Task input »
══════════

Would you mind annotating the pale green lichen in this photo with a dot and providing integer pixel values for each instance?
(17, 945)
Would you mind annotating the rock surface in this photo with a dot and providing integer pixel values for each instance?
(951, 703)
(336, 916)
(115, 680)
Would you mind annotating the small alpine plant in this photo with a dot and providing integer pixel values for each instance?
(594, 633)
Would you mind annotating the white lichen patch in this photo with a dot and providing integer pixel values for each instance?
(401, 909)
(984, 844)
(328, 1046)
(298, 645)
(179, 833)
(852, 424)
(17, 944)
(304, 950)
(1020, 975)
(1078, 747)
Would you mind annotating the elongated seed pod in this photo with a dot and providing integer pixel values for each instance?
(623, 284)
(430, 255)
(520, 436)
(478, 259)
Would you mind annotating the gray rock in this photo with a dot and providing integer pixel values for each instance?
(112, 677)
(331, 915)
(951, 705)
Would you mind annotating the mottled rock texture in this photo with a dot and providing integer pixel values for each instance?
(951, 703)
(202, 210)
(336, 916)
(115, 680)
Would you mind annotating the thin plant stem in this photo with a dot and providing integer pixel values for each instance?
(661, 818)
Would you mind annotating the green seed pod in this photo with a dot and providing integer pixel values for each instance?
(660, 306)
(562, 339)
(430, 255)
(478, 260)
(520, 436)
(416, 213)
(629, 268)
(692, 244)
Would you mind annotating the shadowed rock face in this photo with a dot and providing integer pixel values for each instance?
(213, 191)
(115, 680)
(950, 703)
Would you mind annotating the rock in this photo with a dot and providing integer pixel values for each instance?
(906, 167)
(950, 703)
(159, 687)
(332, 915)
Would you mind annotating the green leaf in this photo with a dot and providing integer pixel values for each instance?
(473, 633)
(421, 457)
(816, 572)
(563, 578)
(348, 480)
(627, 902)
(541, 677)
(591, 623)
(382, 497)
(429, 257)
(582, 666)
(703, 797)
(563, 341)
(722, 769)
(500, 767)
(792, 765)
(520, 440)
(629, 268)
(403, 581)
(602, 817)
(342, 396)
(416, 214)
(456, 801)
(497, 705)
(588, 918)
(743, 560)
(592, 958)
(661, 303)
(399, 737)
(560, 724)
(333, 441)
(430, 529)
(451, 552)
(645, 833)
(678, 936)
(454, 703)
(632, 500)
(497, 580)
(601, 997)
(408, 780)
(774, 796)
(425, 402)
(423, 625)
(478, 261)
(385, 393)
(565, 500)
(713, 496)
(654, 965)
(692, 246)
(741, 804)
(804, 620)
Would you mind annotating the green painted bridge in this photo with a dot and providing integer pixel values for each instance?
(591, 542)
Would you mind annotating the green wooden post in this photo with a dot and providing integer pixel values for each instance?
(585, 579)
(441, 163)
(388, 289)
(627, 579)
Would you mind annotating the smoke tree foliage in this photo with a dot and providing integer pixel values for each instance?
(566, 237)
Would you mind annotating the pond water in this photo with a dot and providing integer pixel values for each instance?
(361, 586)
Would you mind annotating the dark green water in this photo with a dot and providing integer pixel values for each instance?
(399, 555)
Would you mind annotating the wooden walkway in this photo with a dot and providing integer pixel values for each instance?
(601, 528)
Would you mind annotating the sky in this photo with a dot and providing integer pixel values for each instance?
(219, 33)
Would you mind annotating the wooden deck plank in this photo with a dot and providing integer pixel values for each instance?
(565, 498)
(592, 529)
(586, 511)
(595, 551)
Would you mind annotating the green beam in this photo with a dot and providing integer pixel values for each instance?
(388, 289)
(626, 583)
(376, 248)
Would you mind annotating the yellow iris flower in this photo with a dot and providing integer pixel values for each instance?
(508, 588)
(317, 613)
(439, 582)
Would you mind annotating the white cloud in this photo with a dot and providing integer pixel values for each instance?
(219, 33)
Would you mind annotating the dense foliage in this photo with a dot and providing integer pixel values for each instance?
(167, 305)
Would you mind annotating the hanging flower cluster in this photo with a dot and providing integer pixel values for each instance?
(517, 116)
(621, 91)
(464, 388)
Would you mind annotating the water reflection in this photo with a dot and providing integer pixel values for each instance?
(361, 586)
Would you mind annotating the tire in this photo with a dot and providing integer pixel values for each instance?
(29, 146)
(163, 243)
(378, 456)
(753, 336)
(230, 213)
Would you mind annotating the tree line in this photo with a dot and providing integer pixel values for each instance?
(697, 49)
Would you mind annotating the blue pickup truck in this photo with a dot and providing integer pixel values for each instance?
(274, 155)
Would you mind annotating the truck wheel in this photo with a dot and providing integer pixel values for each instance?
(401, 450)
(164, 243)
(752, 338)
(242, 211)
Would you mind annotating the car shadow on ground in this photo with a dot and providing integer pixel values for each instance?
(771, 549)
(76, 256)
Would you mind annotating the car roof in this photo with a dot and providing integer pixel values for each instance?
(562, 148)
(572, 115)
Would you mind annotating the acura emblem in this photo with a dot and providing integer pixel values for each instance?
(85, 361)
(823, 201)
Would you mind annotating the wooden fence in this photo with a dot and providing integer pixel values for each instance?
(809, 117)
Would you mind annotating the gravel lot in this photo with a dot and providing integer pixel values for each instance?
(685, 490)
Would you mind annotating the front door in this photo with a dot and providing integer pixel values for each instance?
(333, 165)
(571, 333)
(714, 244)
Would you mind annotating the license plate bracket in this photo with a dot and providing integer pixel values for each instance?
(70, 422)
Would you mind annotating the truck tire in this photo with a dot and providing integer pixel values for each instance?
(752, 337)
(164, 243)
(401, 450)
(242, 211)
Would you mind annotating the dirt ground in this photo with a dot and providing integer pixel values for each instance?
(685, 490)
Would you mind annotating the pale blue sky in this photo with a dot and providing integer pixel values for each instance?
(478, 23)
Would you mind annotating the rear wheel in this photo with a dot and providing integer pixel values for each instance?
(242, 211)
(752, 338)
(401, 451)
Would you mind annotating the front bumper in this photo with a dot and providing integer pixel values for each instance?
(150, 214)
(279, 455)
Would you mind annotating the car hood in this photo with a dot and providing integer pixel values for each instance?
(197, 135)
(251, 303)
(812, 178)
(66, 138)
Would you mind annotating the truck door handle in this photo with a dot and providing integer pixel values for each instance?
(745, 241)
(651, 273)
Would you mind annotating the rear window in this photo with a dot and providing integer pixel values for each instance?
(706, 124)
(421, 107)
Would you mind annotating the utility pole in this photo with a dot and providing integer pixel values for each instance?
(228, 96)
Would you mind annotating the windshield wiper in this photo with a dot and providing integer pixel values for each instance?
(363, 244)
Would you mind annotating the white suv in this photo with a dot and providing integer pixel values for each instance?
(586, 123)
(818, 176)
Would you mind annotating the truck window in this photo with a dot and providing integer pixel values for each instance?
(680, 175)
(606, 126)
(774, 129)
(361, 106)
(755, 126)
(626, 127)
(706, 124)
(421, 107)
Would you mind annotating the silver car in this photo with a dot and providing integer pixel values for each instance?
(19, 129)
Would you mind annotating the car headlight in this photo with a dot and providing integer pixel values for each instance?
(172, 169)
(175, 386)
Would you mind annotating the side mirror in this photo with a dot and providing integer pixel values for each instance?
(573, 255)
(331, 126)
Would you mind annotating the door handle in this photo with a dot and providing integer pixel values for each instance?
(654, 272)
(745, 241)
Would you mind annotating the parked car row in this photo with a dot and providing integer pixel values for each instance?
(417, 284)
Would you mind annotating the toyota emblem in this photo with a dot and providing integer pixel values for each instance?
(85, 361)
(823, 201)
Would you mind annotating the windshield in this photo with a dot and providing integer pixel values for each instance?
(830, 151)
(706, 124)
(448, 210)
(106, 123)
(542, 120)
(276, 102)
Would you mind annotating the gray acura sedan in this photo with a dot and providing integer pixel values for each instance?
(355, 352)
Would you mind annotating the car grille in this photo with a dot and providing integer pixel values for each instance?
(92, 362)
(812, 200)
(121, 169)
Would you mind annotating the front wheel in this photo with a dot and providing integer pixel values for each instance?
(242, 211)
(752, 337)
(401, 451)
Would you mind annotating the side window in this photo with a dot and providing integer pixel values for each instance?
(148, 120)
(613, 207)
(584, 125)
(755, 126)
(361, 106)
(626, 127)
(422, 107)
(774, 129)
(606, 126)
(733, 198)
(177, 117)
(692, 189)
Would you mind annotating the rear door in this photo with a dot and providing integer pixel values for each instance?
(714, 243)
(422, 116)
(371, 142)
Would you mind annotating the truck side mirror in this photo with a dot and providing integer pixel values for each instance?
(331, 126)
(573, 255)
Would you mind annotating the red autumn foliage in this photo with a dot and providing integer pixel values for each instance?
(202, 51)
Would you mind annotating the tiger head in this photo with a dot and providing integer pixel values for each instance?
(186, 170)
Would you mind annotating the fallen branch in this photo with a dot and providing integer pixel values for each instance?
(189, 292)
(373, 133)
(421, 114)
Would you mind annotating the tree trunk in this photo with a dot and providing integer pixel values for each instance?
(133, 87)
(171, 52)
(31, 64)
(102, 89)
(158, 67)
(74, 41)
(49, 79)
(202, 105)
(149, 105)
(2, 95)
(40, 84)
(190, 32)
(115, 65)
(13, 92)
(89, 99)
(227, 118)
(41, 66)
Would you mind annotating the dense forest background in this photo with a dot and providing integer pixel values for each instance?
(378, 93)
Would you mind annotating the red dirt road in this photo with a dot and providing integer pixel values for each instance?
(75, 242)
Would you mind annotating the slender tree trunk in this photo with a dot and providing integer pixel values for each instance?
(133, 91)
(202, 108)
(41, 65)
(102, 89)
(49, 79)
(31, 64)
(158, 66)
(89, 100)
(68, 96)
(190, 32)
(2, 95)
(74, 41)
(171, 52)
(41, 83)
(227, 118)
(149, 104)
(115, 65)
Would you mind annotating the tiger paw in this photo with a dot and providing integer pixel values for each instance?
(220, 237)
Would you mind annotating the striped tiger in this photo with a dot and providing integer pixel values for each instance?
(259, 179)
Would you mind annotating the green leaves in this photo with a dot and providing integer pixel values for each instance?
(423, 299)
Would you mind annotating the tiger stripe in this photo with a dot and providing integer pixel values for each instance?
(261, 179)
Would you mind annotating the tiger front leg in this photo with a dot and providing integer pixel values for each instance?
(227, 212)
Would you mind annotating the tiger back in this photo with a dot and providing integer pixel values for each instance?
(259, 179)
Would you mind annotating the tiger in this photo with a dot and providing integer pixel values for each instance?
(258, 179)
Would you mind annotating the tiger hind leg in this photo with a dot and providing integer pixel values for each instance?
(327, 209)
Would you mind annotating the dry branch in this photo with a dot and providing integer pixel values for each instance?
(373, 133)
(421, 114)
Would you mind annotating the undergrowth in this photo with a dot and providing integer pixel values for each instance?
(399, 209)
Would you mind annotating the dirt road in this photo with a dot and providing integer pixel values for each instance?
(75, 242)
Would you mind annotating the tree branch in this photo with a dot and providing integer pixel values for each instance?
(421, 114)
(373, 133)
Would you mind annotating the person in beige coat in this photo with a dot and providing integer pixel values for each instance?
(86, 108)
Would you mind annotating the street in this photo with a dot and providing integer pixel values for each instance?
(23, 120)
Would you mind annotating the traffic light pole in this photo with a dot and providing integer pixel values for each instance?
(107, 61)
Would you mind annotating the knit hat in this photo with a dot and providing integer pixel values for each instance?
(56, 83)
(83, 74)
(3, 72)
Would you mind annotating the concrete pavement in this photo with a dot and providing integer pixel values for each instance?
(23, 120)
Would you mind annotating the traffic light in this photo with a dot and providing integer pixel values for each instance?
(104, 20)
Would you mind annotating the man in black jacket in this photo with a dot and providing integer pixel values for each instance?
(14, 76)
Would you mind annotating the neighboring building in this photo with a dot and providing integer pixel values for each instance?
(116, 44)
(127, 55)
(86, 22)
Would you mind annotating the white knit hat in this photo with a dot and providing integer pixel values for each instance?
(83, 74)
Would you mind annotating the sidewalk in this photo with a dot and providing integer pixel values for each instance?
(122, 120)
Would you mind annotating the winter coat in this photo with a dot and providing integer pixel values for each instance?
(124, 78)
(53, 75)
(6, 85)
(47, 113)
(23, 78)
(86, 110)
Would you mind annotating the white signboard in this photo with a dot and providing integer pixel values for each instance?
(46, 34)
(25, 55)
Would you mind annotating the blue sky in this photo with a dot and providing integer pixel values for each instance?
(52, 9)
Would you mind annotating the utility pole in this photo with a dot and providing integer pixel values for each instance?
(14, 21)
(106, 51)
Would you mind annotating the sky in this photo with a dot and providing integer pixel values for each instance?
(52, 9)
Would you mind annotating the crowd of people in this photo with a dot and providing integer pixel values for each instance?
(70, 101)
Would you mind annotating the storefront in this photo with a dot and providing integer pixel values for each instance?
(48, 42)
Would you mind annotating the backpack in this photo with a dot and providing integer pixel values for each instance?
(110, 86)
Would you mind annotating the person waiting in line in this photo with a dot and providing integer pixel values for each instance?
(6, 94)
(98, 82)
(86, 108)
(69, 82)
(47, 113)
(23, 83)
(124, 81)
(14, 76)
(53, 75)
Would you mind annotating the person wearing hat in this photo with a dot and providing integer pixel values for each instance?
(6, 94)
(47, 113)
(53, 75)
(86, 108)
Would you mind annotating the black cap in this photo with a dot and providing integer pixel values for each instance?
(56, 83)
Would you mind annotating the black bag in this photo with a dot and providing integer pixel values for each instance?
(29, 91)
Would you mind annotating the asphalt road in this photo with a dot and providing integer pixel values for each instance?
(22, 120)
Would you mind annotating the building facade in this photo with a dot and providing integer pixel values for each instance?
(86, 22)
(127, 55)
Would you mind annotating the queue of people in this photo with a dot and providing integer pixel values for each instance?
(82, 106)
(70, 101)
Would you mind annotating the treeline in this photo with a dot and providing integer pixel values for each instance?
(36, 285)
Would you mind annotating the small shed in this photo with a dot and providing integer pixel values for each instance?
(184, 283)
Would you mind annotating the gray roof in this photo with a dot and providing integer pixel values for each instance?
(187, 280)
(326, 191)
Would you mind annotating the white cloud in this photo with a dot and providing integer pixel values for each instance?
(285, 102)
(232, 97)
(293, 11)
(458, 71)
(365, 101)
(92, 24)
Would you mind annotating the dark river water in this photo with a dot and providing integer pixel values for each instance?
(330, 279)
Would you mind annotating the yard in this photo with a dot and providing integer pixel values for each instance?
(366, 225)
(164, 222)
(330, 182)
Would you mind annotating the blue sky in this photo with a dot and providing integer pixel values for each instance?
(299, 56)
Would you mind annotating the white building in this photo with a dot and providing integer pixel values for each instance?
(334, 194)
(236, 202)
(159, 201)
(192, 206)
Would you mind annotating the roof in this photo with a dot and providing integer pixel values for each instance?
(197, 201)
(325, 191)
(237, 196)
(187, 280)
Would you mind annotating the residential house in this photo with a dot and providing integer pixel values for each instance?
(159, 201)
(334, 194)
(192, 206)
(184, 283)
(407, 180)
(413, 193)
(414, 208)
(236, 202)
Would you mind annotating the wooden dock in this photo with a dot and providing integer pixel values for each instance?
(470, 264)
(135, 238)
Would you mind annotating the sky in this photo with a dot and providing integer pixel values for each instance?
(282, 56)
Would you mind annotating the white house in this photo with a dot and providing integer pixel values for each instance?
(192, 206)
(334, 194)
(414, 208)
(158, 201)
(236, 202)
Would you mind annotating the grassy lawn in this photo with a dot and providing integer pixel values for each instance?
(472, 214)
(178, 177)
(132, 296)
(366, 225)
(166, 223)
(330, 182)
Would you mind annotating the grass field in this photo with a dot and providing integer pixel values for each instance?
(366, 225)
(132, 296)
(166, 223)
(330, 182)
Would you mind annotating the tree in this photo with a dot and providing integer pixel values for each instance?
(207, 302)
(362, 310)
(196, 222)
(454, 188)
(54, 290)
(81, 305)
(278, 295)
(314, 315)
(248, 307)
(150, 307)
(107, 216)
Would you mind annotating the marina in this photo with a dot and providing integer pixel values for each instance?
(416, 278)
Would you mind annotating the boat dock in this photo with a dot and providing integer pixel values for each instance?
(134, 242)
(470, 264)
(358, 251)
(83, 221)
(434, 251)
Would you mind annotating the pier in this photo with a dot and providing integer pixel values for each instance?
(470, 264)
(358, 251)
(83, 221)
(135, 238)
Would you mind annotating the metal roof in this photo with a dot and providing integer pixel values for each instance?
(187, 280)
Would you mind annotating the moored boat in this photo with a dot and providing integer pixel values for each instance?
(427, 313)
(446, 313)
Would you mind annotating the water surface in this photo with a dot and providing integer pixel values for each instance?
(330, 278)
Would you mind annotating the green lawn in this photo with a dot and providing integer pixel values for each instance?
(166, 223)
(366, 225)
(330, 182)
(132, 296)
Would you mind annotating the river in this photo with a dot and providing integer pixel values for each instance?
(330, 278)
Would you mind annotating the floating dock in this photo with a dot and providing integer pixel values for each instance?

══════════

Rewrite everything from the line containing "Would you mind annotating the moored" down to the end of the items, replacing "dot" with "marker" and leaving everything else as it is.

Would you mind annotating the moored boat in this photo with a marker and providing integer pixel values for each instance?
(427, 313)
(446, 313)
Would you mind annotating the water surface in this photo with a marker and providing integer pixel values for each instance?
(330, 278)
Would you mind annotating the green lawn in this photo with a marker and providing integer pixel values for each instance?
(166, 223)
(366, 225)
(330, 182)
(132, 296)
Would you mind annotating the river in this photo with a marker and providing integer pixel values for each instance?
(330, 278)
Would you mind annotating the floating dock in this photo with a marker and providing integer pixel values for each instance?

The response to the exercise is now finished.